─── Task input

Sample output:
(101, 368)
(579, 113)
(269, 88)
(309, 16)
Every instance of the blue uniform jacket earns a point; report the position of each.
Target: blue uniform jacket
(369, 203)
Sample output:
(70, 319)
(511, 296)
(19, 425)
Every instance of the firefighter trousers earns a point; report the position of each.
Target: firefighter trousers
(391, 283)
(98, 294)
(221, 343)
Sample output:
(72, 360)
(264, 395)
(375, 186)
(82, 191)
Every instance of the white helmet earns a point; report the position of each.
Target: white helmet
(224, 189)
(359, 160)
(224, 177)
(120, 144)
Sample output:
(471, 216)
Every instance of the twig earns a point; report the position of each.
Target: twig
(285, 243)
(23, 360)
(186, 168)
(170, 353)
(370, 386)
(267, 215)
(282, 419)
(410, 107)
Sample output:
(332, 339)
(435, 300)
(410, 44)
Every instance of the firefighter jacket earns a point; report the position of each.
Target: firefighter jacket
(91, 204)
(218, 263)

──────

Make an exact copy of the data above.

Solution below
Sample output:
(101, 368)
(579, 113)
(269, 88)
(309, 16)
Every instance of the blue uniform jacket earns a point; report the position of each.
Target: blue uniform jacket
(369, 203)
Sample output:
(70, 319)
(511, 296)
(19, 425)
Every instance of the firefighter trousers earns a point; report the position of each.
Target: firefighter trousers
(391, 283)
(98, 294)
(221, 343)
Sample output:
(72, 360)
(264, 395)
(375, 186)
(82, 191)
Every instance of the white helmet earns a point; report the position of each.
Target: white helmet
(224, 189)
(359, 160)
(224, 177)
(120, 144)
Sample output:
(471, 216)
Every instance of the twig earns a point; report the position of each.
Target: twig
(285, 243)
(23, 360)
(186, 168)
(170, 353)
(370, 386)
(267, 215)
(282, 419)
(410, 107)
Sample output:
(332, 339)
(435, 300)
(410, 44)
Every instance of the firefighter jacket earns a point; report the position of each.
Target: firefighter jacket
(91, 204)
(218, 263)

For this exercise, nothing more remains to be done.